STATED PROBLEM A
Decide whether each statement below agrees with the account of the byway drive. For each one, answer yes or no and quote the words from the account that settle it.
(i) The drive along the byway began at daybreak.
(ii) The driver originally planned to drive straight into the deep ruts.
(iii) The dashboard reported that the Electronic Air Suspension system had stopped working completely.

— begin ARTICLE —

Laughing to myself as I slid out of the morning traffic and down the empty country road the next daybreak, I entered the byway with smug optimism. Wafting along the water’s edge, enjoying the company of swans and Dean Martin’s soothing tones, everything was going well. The Range Rover laughed in the face of the topography and I grinned inanely, catching sight of the traffic build-up through the gaps between hedgerows.
Approaching the first railway bridge, team P38 glided under the first of various scheduled trains destined to keep others waiting and plugged on into the dense undergrowth. Rail passengers stared in wonder as I successfully picked my way across the washboard landscape. Except, proceedings took a violent turn after an idiotic rookie error.
Originally, I planned to straddle the deep ruts and avoid the sump-abusing ridges, peppered with jagged stones and lumps of wood, but in my haste ended up driving straight into them. It was like driving a tramcar; no matter where you turned the wheels Mother Earth dictated where you were going. There was no escape.
I could hear the underside of the P38 repeatedly being beached, the front bumper grinding off the ground and both front and rear differentials taking severe abuse as they trailed through the earth. The traction control spat through the brake pedal as the air suspension pump made weird and horrible noises – right up to the point where the dashboard took delight in telling me that Electronic Air Suspension (EAS) system had terminated completely. Sinking down as the ruts grew deeper, losing ground clearance at rapid speed, I had no choice but to stop.

— end ARTICLE —

STATED PROBLEM B
Update the records below from their first line up to and including the line with "x=297, y=172". Replace "placing one dot per instance" with "marking one point for each instance", keep everything else the same, and leave out the pictures.

— begin EXTRACTED MATERIAL —

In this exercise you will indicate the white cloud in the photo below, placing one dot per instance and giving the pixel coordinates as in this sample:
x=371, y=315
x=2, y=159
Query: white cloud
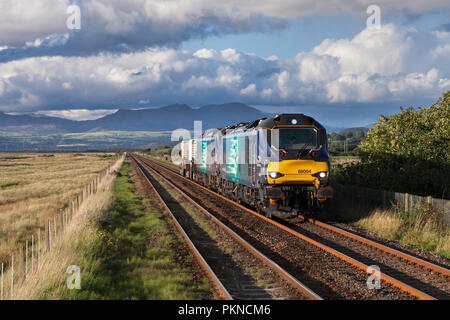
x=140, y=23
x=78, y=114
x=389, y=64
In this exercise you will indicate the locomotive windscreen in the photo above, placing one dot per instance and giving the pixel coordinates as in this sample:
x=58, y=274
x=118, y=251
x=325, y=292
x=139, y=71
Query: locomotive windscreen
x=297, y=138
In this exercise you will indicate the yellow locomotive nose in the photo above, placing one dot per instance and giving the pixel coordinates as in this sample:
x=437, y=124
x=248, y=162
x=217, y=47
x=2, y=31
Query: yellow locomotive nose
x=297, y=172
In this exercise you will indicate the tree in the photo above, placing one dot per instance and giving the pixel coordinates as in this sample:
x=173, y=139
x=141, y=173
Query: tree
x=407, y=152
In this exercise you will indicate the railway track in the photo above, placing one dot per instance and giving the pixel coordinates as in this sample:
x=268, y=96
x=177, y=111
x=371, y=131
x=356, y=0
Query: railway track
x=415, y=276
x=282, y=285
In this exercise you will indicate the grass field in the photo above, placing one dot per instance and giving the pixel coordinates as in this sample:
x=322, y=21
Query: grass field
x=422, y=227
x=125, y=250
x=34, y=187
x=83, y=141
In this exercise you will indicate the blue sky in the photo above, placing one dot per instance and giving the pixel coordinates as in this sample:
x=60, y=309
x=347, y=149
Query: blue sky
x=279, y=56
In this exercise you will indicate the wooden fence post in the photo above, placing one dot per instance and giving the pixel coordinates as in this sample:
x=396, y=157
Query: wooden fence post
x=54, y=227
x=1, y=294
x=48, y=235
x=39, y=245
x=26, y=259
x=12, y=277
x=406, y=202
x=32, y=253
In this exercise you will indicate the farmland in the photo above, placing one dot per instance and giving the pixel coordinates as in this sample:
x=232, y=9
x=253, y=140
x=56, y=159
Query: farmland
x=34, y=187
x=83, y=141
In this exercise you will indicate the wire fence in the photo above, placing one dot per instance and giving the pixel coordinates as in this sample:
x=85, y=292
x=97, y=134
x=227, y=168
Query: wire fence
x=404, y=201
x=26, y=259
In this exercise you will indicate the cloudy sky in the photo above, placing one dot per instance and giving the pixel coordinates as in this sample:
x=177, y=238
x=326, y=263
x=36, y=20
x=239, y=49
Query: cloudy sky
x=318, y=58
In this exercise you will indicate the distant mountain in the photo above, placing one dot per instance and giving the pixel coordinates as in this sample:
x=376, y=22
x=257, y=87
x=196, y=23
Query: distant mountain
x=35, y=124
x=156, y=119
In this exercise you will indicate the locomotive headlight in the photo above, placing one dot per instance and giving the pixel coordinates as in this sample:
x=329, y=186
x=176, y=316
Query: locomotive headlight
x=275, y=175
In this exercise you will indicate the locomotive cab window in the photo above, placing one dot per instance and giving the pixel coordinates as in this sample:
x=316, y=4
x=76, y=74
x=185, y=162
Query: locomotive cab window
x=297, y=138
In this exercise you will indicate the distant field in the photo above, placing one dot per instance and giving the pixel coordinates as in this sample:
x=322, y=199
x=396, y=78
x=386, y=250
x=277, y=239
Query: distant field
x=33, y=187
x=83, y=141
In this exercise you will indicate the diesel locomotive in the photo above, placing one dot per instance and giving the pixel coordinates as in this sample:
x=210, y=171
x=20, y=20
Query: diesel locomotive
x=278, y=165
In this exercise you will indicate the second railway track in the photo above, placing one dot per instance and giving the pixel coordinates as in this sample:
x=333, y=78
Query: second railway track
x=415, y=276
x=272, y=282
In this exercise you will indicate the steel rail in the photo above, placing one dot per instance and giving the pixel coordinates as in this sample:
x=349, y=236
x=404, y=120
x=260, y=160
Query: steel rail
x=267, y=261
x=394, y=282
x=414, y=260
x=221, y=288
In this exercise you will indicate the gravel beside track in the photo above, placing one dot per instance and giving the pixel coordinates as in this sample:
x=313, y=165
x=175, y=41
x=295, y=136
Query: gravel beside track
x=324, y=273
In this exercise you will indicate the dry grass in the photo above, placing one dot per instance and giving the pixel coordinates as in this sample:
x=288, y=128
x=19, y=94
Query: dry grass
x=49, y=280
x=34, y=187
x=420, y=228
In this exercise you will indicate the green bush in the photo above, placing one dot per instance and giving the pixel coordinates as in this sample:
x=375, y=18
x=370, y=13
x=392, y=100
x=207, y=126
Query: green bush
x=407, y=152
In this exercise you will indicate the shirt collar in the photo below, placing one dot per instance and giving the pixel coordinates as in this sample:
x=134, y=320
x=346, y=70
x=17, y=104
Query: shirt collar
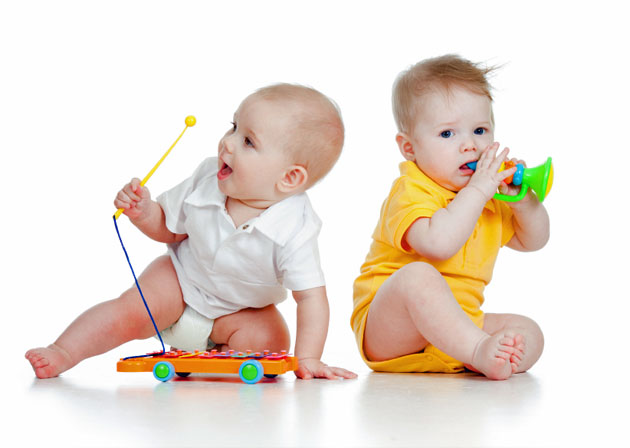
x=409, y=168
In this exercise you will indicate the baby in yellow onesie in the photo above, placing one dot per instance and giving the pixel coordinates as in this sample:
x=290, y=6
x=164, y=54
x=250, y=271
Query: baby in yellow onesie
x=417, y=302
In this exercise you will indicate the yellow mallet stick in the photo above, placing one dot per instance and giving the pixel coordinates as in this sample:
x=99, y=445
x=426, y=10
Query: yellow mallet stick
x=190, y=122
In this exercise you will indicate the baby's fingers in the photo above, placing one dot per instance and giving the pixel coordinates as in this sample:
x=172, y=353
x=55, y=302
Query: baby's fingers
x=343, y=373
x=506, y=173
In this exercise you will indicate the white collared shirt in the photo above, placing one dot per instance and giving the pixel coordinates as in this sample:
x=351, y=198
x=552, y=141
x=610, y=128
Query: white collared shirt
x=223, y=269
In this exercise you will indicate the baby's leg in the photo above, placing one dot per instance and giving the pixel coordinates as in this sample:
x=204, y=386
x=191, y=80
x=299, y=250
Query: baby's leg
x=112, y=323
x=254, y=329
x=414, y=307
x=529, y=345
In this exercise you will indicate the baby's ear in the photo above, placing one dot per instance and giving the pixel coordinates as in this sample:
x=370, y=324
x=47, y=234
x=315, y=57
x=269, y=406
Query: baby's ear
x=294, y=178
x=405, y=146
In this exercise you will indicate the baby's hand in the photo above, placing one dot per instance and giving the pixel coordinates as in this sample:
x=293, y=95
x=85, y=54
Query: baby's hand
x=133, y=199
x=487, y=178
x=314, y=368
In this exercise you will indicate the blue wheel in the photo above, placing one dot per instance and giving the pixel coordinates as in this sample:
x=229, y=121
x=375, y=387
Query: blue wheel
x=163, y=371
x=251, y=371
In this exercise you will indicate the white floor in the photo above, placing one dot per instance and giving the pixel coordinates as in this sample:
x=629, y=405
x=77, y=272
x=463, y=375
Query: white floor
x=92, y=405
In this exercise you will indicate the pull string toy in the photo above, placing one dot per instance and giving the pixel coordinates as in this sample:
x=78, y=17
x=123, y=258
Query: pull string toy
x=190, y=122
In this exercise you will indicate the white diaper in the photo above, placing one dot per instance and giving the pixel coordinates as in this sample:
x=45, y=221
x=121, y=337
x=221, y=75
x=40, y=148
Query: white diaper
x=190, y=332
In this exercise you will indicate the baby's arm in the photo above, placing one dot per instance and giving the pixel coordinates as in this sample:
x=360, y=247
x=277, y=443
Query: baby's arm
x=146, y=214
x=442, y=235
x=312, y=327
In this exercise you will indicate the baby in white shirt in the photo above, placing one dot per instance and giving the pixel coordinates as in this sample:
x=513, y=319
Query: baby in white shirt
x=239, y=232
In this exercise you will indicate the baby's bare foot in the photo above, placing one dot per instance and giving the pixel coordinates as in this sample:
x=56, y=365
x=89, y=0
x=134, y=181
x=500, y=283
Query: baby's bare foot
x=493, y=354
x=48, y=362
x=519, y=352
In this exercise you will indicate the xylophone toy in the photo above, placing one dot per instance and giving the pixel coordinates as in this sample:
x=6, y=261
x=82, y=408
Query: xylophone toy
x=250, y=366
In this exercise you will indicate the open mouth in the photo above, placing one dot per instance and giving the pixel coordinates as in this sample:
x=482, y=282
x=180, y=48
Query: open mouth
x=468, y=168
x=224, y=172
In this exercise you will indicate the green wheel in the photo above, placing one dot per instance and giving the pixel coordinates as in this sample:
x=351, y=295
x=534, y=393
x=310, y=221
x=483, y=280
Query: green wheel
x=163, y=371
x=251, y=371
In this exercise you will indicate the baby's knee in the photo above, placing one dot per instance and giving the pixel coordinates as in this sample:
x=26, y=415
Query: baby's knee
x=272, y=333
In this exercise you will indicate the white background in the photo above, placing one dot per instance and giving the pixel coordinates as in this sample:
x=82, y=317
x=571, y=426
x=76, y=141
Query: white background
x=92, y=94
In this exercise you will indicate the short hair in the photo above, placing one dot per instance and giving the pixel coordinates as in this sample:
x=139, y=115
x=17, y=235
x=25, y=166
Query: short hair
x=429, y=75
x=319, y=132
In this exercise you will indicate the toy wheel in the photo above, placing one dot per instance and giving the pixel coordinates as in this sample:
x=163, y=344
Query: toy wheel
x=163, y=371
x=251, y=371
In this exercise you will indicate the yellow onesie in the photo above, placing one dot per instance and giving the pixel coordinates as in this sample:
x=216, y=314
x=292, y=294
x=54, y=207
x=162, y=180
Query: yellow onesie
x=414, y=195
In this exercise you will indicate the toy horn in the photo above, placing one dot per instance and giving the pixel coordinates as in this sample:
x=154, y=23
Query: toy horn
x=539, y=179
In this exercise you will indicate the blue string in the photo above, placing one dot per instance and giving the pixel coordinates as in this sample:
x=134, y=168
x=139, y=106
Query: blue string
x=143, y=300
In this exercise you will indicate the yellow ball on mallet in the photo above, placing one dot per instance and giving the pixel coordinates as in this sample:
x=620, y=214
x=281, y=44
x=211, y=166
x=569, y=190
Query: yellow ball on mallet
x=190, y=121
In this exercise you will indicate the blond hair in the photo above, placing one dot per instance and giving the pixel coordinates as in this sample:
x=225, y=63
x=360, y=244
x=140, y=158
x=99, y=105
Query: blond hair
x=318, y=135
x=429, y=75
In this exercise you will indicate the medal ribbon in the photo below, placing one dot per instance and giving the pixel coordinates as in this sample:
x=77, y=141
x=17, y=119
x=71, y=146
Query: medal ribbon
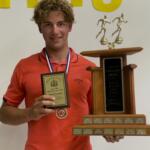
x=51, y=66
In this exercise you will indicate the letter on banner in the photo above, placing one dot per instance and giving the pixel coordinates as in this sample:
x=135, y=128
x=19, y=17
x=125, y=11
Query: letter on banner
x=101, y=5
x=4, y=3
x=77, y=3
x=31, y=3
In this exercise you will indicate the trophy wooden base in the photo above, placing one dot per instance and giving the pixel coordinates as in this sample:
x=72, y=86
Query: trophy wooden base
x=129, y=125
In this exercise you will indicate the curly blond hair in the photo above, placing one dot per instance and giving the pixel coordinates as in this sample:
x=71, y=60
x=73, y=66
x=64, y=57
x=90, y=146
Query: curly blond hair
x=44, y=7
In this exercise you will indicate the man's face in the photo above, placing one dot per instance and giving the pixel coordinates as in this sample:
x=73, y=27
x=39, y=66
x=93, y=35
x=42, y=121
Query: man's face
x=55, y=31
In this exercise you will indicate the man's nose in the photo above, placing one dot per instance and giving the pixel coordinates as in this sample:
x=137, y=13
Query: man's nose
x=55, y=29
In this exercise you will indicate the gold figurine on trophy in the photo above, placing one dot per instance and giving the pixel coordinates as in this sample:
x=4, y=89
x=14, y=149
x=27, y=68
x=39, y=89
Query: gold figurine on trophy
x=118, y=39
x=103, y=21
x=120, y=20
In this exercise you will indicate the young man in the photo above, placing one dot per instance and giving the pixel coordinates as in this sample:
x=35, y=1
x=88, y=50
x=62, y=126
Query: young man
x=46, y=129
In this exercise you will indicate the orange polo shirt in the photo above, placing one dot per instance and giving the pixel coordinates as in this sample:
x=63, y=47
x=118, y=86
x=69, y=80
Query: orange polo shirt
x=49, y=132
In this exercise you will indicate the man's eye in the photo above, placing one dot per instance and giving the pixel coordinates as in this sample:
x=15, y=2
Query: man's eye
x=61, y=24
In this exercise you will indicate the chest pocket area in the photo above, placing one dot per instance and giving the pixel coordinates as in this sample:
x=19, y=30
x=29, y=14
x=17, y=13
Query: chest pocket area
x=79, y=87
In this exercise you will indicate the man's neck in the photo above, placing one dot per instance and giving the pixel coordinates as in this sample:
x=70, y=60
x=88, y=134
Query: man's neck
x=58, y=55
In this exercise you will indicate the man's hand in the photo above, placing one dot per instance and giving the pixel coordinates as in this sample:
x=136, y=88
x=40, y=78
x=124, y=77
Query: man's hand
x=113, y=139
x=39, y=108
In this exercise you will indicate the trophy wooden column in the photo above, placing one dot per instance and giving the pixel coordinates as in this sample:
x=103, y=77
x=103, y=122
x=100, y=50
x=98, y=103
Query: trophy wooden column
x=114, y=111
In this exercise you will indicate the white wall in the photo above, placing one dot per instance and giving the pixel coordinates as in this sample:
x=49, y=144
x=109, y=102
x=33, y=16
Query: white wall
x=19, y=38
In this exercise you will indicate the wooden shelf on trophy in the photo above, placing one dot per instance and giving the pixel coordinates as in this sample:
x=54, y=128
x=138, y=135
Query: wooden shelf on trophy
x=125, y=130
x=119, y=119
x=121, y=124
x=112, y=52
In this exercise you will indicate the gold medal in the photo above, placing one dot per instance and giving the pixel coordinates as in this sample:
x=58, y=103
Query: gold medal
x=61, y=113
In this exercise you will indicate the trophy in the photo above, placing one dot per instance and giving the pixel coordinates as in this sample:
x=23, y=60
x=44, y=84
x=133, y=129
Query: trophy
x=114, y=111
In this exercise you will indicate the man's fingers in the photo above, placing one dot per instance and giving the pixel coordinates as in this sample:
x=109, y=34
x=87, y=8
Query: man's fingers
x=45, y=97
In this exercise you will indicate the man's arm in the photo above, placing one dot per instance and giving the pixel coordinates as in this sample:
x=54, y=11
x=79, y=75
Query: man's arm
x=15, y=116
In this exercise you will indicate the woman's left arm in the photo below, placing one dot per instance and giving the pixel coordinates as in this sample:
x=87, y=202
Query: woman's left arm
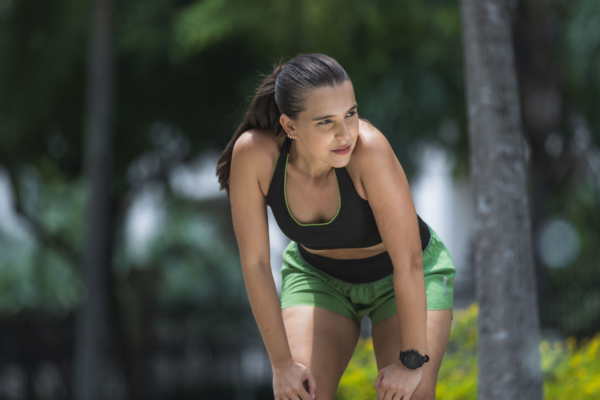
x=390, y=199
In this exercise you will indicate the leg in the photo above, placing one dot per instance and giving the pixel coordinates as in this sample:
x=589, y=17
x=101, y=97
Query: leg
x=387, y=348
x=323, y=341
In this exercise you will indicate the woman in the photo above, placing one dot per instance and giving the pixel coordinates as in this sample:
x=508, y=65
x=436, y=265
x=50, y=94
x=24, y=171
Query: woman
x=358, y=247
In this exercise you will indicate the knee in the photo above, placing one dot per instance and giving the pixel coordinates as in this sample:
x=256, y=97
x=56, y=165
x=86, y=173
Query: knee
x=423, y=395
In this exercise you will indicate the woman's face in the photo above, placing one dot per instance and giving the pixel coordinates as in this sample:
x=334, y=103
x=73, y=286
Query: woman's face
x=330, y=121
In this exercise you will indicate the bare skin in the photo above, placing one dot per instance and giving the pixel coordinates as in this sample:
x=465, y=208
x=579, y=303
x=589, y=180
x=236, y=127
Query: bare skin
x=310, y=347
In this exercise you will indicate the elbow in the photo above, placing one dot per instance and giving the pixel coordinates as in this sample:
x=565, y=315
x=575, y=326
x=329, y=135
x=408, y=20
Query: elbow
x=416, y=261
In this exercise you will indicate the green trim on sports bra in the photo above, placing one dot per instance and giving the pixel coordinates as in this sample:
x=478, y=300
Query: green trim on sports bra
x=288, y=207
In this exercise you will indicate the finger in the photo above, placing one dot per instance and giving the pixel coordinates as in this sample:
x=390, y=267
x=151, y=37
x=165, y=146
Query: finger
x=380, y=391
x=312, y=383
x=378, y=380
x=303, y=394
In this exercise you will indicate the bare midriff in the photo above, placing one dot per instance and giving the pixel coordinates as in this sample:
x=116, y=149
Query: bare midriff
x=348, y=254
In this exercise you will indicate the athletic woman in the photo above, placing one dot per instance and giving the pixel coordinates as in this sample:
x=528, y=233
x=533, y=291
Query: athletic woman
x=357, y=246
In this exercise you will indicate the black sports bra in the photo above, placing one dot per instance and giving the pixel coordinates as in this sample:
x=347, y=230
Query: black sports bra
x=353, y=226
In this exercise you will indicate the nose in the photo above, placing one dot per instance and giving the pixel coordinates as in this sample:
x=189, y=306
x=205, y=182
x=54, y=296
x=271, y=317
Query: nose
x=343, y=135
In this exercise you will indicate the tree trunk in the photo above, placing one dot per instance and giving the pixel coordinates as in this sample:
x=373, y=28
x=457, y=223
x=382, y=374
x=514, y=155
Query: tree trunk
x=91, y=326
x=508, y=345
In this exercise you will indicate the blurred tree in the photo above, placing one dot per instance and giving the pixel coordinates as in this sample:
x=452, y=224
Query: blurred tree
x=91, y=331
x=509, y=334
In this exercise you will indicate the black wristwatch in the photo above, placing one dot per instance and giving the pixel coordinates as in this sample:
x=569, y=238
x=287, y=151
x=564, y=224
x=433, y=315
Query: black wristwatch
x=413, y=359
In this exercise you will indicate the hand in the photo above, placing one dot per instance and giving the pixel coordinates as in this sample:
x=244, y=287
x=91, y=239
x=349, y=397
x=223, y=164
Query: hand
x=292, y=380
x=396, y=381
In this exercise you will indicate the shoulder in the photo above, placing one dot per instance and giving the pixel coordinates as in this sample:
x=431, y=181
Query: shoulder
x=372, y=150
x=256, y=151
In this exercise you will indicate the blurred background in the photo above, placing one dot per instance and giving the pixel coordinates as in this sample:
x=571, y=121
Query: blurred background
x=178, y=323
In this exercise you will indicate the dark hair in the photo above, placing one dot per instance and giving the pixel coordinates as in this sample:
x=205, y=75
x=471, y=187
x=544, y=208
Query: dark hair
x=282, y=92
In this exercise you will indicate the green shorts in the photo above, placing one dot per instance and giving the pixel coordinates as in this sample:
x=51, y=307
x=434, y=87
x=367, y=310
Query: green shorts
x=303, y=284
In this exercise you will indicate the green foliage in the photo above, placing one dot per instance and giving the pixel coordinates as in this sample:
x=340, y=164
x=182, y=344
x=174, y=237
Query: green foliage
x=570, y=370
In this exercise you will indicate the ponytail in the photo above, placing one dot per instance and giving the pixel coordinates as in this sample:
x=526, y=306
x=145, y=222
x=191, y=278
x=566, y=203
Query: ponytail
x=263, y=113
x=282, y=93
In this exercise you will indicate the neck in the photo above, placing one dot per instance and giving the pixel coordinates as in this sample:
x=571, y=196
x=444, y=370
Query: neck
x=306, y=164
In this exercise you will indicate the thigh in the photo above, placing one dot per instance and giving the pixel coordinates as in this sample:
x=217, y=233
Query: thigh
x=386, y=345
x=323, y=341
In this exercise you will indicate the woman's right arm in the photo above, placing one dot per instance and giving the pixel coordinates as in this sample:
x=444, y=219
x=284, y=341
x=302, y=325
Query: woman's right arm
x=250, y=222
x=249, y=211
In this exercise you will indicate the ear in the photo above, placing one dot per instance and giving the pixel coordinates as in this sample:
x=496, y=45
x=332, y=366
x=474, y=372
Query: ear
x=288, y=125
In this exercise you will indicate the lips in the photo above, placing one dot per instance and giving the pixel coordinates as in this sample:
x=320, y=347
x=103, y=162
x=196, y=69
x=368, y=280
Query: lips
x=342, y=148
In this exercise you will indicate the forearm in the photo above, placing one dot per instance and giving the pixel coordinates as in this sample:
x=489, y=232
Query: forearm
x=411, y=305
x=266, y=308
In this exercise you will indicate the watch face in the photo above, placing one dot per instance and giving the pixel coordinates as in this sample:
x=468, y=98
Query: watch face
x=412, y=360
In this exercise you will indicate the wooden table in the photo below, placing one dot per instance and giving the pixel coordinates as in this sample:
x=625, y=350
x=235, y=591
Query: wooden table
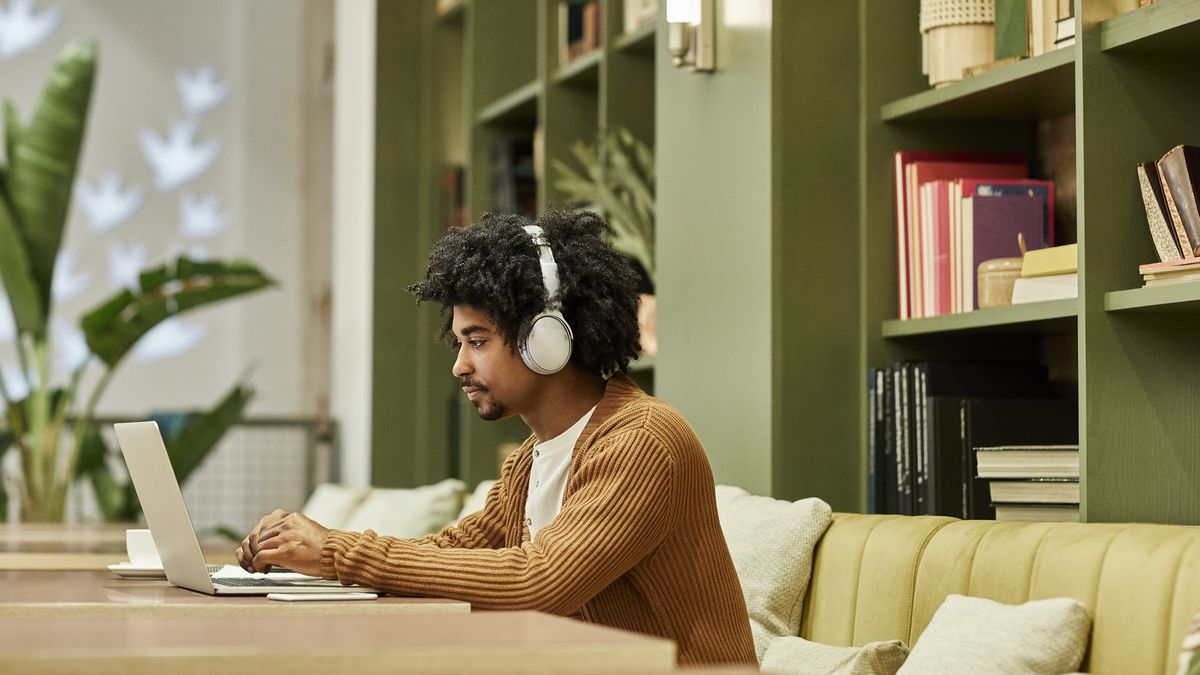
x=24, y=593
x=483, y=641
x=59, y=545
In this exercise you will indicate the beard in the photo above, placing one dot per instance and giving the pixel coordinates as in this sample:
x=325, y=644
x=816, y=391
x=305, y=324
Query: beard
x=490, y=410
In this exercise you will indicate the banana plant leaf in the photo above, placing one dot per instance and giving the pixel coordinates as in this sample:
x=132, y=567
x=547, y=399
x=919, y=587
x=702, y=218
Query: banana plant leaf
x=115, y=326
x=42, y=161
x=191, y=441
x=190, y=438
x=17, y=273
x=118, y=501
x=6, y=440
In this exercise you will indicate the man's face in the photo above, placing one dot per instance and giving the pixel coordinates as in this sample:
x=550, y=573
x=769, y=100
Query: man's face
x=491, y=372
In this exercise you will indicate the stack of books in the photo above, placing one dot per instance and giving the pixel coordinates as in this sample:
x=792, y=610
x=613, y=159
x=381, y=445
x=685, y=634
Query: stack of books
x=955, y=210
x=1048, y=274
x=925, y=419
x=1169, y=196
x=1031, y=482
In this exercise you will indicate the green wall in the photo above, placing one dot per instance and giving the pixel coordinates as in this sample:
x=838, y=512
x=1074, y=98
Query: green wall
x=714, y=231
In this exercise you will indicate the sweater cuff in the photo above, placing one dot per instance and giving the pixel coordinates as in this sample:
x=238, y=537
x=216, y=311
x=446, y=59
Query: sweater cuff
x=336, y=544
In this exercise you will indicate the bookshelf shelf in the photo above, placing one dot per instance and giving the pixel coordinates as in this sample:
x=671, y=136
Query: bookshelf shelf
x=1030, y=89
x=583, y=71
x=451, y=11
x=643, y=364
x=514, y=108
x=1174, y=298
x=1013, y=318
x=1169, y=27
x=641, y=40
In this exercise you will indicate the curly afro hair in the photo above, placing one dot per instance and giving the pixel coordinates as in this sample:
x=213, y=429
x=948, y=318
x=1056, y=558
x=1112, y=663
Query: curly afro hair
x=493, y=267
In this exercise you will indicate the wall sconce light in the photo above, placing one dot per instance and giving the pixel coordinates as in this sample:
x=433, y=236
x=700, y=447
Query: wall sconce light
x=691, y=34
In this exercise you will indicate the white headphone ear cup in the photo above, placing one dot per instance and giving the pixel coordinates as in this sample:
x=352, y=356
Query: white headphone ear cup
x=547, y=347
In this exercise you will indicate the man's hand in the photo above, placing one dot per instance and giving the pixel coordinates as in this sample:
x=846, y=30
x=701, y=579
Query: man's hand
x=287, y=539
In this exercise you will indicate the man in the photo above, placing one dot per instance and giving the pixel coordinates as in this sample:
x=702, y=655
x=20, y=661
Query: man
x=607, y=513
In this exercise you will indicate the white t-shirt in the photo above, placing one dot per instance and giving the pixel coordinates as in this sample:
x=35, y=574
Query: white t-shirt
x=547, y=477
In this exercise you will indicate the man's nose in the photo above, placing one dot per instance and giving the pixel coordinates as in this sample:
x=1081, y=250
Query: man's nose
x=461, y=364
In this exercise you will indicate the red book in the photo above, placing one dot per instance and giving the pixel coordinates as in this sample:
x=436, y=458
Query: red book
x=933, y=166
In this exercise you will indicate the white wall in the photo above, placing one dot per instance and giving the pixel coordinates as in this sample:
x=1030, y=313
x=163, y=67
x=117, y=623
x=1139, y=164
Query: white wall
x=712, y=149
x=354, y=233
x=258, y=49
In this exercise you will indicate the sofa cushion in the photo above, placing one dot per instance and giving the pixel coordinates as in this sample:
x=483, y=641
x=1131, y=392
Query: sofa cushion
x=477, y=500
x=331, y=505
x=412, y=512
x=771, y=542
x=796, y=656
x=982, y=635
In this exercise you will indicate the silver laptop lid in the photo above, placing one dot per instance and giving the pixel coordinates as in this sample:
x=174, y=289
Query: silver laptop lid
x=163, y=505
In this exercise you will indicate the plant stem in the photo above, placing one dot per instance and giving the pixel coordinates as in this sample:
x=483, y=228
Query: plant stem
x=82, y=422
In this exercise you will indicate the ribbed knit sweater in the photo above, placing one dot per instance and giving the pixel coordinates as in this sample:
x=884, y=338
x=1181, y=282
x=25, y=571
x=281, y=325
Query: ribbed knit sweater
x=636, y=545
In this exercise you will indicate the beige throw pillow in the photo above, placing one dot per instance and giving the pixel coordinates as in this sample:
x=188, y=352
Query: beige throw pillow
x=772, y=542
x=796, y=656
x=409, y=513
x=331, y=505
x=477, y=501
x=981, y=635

— end EXTRACTED MATERIAL —

OUTPUT A
(i) Yes: "down the empty country road the next daybreak, I entered the byway"
(ii) No: "Originally, I planned to straddle the deep ruts and avoid the sump-abusing ridges"
(iii) Yes: "the dashboard took delight in telling me that Electronic Air Suspension (EAS) system had terminated completely"

OUTPUT B
In this exercise you will indicate the white cloud in the photo below, marking one point for each instance and giving the pixel coordinates as in this sample:
x=371, y=315
x=2, y=159
Query: white cloud
x=140, y=23
x=78, y=114
x=389, y=64
In this exercise you will indicate the locomotive windscreen in the photo above, marking one point for each instance and giving the pixel coordinates as in this sample:
x=58, y=274
x=118, y=251
x=325, y=292
x=139, y=71
Query: locomotive windscreen
x=297, y=138
In this exercise you will indicate the yellow locomotive nose in the photo above, marking one point for each instance and giving the pixel coordinates as in this sample:
x=437, y=124
x=248, y=162
x=217, y=47
x=2, y=31
Query: yellow locomotive nose
x=297, y=172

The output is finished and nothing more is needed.